= Beginning of Section =

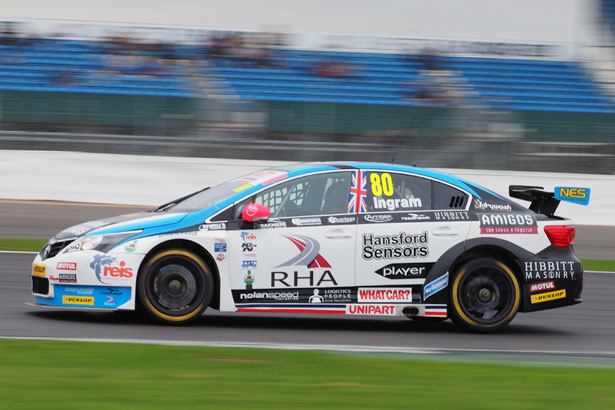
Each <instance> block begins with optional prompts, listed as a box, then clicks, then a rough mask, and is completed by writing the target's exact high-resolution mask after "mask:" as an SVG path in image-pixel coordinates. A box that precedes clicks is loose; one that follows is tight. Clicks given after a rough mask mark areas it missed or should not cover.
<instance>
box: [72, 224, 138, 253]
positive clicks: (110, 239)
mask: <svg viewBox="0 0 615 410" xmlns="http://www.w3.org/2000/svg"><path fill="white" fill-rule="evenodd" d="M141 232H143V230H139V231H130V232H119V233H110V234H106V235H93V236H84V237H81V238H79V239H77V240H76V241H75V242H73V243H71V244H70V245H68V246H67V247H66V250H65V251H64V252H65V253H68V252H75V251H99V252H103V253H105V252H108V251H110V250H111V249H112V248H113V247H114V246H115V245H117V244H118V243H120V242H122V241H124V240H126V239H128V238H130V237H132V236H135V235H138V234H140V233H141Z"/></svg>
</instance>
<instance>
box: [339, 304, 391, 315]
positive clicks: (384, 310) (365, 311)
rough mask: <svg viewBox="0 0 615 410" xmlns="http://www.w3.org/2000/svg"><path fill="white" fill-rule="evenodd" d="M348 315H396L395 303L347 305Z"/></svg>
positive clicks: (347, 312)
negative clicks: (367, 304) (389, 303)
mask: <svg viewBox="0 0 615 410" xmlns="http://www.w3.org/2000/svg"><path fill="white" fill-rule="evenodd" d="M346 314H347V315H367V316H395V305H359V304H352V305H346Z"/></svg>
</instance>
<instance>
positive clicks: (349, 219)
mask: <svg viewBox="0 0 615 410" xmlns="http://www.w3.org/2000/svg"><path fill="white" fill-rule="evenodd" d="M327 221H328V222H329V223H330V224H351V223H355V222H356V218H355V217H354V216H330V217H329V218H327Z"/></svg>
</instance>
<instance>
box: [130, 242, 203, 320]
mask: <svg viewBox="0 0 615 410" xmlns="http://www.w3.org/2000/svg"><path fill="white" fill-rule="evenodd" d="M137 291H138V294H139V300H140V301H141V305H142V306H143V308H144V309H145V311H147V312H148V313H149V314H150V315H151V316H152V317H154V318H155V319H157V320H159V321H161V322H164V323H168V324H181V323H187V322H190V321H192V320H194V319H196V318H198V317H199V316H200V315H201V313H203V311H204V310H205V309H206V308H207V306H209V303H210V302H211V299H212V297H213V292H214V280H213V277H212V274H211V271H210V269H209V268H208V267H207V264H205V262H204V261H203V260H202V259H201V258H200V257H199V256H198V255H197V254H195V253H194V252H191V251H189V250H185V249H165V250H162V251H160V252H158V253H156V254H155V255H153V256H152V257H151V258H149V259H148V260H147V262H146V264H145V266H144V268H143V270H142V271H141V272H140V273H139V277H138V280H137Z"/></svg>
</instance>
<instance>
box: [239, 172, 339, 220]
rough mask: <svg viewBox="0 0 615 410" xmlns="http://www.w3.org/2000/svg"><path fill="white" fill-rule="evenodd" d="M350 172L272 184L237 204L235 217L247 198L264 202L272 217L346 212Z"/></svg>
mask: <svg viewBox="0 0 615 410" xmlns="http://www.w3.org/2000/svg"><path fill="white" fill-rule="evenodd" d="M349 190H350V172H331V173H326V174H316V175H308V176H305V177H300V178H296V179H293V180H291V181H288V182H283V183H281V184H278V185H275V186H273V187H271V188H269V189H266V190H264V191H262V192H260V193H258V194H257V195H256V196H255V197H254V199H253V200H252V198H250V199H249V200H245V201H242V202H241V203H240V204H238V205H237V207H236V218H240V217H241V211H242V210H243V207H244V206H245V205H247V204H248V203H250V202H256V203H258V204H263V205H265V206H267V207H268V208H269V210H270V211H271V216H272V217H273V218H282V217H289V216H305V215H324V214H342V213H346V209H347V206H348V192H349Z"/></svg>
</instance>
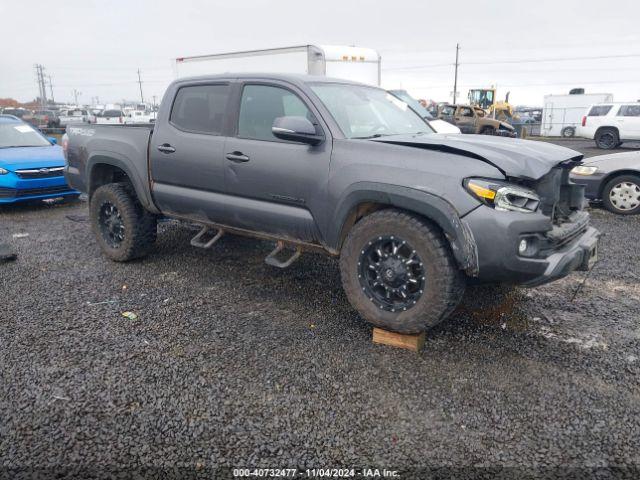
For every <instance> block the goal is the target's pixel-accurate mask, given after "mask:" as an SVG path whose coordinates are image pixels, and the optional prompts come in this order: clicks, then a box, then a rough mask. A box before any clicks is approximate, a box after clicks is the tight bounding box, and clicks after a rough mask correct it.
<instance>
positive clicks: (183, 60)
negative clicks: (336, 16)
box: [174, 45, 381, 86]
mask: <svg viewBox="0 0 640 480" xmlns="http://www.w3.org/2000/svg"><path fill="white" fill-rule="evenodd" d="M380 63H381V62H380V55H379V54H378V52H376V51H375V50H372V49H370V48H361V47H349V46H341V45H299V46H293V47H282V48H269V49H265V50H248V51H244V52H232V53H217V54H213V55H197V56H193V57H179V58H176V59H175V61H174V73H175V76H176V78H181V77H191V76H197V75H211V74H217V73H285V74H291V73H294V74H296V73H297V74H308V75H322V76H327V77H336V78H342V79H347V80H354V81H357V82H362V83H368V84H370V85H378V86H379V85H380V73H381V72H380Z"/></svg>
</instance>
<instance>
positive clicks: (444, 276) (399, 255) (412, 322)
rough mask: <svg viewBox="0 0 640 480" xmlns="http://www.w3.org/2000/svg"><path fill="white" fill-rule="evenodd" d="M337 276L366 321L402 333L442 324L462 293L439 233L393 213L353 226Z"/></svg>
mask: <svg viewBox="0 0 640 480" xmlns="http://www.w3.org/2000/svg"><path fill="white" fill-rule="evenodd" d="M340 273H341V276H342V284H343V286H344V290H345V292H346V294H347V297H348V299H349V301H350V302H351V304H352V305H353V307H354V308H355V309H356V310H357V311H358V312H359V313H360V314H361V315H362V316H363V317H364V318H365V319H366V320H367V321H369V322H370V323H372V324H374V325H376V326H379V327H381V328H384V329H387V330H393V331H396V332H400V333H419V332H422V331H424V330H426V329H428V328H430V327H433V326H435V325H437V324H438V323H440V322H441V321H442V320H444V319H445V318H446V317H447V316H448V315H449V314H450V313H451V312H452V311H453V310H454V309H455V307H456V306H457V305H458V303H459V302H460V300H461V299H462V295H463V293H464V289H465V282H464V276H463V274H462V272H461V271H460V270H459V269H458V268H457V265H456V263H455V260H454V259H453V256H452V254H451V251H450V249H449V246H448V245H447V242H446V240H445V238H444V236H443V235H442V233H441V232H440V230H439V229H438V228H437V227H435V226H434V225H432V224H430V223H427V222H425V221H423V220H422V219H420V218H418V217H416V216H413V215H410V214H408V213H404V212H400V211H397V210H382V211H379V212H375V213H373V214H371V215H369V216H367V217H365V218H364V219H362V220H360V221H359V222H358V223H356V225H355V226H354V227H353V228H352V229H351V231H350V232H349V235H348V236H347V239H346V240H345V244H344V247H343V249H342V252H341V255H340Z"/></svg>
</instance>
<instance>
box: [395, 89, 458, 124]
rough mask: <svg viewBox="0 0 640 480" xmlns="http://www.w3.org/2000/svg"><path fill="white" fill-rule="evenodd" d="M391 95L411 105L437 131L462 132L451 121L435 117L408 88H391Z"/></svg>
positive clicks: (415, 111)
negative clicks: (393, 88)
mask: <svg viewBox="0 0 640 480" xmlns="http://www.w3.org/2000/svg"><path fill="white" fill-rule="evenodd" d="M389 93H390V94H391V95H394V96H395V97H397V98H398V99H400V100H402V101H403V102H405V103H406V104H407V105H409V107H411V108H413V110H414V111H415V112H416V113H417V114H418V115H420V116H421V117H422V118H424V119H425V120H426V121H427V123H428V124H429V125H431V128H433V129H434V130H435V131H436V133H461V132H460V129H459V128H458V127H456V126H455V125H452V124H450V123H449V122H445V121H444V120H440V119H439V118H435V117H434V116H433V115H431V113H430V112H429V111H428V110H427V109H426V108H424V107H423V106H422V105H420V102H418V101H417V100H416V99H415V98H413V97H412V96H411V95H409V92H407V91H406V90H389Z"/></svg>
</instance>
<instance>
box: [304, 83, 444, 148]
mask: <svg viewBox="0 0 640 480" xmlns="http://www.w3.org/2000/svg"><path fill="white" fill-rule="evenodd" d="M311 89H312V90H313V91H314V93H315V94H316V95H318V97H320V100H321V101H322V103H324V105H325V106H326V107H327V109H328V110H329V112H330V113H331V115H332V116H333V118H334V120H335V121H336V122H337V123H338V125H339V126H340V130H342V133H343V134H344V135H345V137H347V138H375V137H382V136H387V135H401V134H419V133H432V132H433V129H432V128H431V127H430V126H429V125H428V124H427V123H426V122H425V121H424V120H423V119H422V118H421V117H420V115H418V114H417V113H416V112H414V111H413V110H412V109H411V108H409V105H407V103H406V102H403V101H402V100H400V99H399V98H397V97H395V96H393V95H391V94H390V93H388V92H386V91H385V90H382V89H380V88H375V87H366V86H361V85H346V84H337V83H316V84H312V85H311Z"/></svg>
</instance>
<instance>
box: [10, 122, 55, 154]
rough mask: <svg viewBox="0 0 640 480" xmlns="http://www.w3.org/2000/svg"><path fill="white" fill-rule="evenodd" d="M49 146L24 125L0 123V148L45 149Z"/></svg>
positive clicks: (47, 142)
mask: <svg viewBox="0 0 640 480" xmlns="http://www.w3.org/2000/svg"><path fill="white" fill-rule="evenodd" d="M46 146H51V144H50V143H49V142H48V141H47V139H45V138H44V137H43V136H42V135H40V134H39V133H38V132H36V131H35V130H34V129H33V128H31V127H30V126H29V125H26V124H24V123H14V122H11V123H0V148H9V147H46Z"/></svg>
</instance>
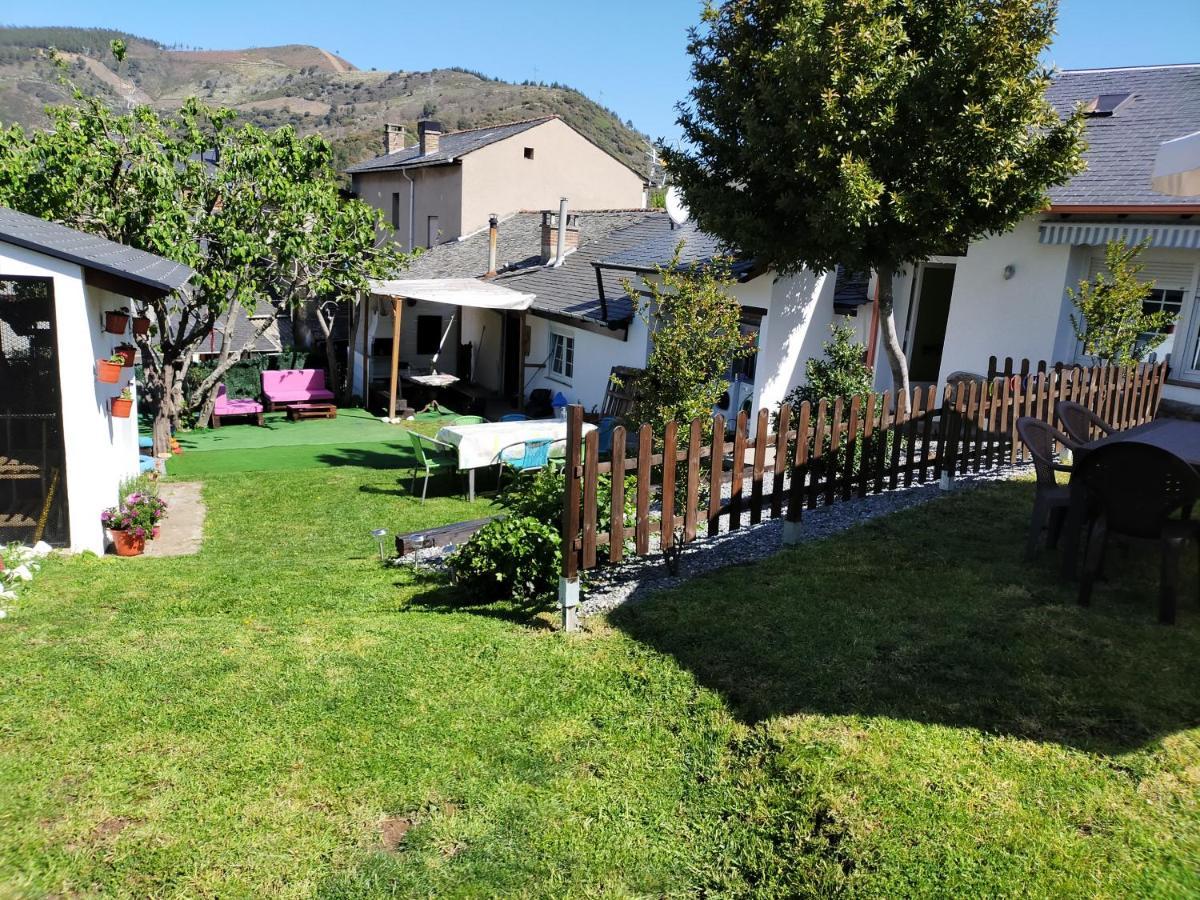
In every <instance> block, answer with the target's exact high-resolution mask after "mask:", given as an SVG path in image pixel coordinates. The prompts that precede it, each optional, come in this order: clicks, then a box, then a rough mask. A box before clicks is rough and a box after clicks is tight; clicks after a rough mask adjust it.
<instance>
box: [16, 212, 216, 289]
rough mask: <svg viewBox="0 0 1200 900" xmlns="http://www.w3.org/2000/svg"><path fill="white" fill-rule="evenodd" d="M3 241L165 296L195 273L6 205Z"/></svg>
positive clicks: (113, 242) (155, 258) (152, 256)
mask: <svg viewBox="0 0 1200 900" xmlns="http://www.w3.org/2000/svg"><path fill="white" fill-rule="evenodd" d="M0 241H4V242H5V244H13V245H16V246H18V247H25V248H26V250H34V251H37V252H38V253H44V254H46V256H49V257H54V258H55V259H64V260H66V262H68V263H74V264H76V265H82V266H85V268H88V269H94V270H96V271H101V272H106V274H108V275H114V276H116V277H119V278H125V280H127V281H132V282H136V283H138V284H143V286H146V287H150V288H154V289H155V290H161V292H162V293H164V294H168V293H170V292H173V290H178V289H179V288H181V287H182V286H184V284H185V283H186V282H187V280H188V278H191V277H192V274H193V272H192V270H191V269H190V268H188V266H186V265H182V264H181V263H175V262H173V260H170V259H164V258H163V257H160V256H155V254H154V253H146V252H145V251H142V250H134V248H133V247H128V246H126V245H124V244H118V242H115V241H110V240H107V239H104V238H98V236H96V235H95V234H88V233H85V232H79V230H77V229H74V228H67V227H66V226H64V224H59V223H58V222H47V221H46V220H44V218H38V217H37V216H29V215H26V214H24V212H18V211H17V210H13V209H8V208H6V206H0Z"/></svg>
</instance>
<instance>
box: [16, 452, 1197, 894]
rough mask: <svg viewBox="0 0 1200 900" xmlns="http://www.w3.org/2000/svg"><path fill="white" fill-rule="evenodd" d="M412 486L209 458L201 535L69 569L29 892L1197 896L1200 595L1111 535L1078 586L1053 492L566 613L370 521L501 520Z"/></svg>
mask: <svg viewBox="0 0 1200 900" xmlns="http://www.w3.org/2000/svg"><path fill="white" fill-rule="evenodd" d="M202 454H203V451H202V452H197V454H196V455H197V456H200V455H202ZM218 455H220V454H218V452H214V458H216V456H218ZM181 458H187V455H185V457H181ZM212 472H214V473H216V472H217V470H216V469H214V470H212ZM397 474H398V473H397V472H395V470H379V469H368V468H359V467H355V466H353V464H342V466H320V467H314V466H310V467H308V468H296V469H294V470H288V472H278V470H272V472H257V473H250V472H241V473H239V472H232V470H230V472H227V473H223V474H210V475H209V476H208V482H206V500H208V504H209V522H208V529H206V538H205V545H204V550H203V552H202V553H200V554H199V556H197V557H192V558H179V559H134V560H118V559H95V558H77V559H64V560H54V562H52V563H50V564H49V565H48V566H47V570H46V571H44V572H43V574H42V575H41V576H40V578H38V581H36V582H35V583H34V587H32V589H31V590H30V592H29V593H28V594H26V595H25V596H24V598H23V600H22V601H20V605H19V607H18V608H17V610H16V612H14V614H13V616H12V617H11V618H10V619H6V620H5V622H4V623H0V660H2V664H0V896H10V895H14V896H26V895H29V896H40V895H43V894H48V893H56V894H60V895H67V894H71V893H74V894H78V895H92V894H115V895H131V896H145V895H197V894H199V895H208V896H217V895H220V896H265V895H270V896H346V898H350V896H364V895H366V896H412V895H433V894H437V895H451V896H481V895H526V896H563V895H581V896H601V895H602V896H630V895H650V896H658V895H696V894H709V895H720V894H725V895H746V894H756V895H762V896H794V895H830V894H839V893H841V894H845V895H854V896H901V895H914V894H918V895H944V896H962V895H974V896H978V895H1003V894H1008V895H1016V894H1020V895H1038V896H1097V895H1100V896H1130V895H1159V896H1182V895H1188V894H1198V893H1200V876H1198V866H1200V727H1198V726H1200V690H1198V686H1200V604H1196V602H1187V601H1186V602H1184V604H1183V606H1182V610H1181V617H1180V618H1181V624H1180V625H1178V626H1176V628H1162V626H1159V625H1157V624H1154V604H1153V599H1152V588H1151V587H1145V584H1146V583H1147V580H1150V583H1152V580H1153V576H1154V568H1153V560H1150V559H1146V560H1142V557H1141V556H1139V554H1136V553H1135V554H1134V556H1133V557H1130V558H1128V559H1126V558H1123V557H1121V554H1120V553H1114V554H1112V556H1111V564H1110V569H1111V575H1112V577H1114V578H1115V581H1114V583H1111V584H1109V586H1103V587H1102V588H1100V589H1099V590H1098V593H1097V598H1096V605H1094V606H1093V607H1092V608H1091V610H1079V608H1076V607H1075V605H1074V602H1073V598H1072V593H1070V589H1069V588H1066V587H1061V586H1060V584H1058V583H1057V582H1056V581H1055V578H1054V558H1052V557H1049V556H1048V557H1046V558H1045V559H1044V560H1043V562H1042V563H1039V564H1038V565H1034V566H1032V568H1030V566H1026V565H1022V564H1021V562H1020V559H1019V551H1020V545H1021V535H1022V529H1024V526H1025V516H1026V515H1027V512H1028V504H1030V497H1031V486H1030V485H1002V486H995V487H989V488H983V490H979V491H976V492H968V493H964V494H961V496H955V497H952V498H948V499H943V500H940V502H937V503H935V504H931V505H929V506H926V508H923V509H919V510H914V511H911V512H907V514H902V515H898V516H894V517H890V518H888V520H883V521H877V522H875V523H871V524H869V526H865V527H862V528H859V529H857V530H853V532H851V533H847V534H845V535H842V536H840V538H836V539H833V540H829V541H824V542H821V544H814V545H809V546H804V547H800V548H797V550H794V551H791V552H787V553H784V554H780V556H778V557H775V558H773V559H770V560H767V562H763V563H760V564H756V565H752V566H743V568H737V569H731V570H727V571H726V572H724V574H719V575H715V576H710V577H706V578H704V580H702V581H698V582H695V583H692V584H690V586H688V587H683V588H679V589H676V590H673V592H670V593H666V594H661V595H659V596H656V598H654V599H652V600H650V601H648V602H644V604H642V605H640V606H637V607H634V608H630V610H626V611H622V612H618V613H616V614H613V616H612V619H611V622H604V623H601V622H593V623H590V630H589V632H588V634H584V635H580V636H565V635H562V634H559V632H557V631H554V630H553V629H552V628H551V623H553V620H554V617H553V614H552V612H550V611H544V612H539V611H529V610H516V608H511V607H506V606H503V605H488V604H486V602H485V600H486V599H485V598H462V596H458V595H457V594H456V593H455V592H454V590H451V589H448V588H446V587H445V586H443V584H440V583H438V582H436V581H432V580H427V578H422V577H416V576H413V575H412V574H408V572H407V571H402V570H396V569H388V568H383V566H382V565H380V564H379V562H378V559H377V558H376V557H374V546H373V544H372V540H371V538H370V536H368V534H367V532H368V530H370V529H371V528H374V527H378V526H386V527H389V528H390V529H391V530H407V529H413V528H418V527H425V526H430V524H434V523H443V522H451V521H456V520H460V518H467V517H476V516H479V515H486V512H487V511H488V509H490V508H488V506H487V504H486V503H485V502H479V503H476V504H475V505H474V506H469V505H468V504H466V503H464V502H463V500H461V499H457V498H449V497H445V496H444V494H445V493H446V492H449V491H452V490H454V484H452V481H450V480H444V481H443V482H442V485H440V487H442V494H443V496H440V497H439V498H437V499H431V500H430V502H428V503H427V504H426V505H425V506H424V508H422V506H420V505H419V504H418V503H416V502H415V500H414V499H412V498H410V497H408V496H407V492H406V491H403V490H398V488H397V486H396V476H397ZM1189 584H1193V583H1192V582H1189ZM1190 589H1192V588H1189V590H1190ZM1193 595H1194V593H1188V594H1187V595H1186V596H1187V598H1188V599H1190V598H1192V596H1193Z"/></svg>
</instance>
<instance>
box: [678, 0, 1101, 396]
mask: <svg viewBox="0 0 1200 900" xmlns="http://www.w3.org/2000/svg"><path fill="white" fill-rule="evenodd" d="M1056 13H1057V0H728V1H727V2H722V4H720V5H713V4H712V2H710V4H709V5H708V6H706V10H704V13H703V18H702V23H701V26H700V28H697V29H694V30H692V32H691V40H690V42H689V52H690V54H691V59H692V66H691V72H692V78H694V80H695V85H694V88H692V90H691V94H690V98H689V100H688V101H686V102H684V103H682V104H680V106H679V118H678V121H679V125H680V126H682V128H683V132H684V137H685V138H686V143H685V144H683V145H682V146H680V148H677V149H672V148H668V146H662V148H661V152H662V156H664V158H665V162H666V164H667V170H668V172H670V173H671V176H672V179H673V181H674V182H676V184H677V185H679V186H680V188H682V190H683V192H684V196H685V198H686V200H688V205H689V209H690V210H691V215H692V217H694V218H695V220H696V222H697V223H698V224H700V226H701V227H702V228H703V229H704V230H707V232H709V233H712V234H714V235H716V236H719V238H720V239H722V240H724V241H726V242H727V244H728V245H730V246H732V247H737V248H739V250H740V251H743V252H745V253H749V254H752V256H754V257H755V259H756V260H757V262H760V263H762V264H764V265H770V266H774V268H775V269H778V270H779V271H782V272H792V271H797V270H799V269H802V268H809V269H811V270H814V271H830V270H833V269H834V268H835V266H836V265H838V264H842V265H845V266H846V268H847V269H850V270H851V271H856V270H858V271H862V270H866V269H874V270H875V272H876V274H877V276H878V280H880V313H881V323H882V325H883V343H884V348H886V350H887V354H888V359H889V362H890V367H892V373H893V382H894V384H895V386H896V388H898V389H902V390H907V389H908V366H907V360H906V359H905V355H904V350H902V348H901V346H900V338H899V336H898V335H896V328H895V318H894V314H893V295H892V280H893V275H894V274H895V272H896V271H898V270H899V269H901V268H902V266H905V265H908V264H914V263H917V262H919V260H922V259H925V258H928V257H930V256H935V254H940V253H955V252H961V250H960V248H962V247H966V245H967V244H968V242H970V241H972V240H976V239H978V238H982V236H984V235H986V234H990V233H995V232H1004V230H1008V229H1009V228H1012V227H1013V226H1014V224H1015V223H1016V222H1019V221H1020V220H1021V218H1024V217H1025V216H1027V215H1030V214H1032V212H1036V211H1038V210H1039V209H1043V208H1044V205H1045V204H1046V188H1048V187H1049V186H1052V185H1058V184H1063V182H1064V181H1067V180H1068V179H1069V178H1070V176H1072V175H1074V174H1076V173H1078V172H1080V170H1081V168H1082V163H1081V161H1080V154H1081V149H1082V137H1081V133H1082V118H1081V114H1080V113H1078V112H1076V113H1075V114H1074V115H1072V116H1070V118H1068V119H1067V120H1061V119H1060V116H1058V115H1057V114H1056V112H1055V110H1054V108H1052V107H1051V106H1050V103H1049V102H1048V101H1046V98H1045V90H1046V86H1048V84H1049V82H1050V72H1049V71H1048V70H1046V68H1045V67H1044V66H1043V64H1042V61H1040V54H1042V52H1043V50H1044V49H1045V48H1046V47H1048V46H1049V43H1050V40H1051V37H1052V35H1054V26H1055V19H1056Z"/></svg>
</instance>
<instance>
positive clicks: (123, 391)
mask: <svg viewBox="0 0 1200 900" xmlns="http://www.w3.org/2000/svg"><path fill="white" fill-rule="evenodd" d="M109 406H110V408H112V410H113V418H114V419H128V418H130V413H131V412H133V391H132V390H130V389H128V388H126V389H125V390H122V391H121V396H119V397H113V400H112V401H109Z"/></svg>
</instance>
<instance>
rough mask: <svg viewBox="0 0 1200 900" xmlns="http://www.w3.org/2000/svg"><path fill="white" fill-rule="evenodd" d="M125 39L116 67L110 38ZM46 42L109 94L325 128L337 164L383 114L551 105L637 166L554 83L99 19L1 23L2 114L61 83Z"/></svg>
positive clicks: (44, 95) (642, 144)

= End of Section =

▶ PROBLEM STATEMENT: Within the material above, find the lines that hold "this" and report only how many there are.

▶ EXERCISE RESULT: 2